■ Instructions to follow
All of the records should be restated word for word.

■ Exercise materials
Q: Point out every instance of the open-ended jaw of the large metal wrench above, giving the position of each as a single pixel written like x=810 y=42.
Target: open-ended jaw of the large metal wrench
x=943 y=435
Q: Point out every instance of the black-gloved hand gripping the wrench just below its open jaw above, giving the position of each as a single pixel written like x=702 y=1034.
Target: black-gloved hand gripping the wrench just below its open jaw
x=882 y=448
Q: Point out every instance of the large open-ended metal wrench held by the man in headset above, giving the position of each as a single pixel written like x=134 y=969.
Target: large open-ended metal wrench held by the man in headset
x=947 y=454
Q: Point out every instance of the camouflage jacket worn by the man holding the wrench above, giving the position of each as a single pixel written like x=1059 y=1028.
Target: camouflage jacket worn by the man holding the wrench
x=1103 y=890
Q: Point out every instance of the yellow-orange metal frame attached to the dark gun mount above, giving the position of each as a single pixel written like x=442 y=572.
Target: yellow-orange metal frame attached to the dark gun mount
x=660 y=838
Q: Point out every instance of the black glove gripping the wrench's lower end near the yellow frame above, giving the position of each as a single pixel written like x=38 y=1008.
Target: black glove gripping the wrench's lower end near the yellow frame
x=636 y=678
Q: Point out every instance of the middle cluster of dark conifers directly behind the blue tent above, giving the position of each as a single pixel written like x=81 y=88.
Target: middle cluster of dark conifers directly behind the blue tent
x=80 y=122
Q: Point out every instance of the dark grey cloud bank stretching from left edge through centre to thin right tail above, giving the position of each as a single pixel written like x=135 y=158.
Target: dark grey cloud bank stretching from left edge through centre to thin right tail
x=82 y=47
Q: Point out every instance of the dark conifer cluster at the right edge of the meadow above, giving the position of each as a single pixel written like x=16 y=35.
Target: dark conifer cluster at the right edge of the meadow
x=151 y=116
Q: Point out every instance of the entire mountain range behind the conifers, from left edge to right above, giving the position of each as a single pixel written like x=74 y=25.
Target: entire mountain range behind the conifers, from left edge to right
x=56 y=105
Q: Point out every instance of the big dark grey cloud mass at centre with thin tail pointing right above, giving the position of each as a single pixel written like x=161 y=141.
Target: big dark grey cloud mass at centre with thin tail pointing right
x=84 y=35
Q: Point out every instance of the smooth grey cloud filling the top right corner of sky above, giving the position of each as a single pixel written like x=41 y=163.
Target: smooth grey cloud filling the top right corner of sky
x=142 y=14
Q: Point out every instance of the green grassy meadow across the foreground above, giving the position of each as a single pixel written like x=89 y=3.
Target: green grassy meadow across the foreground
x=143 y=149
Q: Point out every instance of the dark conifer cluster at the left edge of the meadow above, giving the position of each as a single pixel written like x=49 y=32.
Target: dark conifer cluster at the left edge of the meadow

■ Final answer
Q: Point out every instance of the open-ended jaw of the large metal wrench above, giving the position of each as a single pixel written like x=810 y=42.
Target: open-ended jaw of the large metal wrench
x=943 y=435
Q: Point out every instance of the black-gloved hand gripping the wrench just below its open jaw above, giving the position of each as a single pixel written like x=702 y=1034.
Target: black-gloved hand gripping the wrench just below its open jaw
x=882 y=448
Q: Point out every instance of the large open-ended metal wrench held by the man in headset above, giving the position of each as a single pixel written like x=134 y=969.
Target: large open-ended metal wrench held by the man in headset
x=947 y=454
Q: Point out every instance of the camouflage jacket worn by the man holding the wrench above, giving the position of each as a single pixel written like x=1059 y=1028.
Target: camouflage jacket worn by the man holding the wrench
x=1103 y=890
Q: Point out every instance of the yellow-orange metal frame attached to the dark gun mount above, giving the position of each as a single pixel written like x=442 y=572.
Target: yellow-orange metal frame attached to the dark gun mount
x=660 y=838
Q: Point out every instance of the black glove gripping the wrench's lower end near the yellow frame above, giving the position of each as a single pixel written like x=38 y=1008.
Target: black glove gripping the wrench's lower end near the yellow frame
x=636 y=678
Q: Point out every instance of the middle cluster of dark conifers directly behind the blue tent above, giving the position of each as a single pixel written like x=81 y=88.
Target: middle cluster of dark conifers directly behind the blue tent
x=80 y=122
Q: Point out every instance of the dark grey cloud bank stretching from left edge through centre to thin right tail above, giving the position of each as a single pixel written like x=135 y=158.
Target: dark grey cloud bank stretching from left edge through centre to thin right tail
x=82 y=47
Q: Point out every instance of the dark conifer cluster at the right edge of the meadow above, giving the position of each as a single pixel written like x=16 y=35.
Target: dark conifer cluster at the right edge of the meadow
x=151 y=116
Q: Point out every instance of the entire mountain range behind the conifers, from left edge to right above, giving the position of each as a single pixel written like x=74 y=25.
Target: entire mountain range behind the conifers, from left edge to right
x=56 y=105
Q: Point out every instance of the big dark grey cloud mass at centre with thin tail pointing right above, giving the position of each as a single pixel written like x=161 y=141.
Target: big dark grey cloud mass at centre with thin tail pointing right
x=84 y=35
Q: Point out every instance of the smooth grey cloud filling the top right corner of sky above, giving the position of each as a single pixel written like x=41 y=163.
Target: smooth grey cloud filling the top right corner of sky
x=142 y=14
Q: Point out every instance of the green grassy meadow across the foreground above, giving the position of each as a single pixel written like x=89 y=3.
Target: green grassy meadow across the foreground
x=143 y=149
Q: Point out every instance of the dark conifer cluster at the left edge of the meadow above, giving the position of each as a single pixel written like x=49 y=32.
Target: dark conifer cluster at the left edge of the meadow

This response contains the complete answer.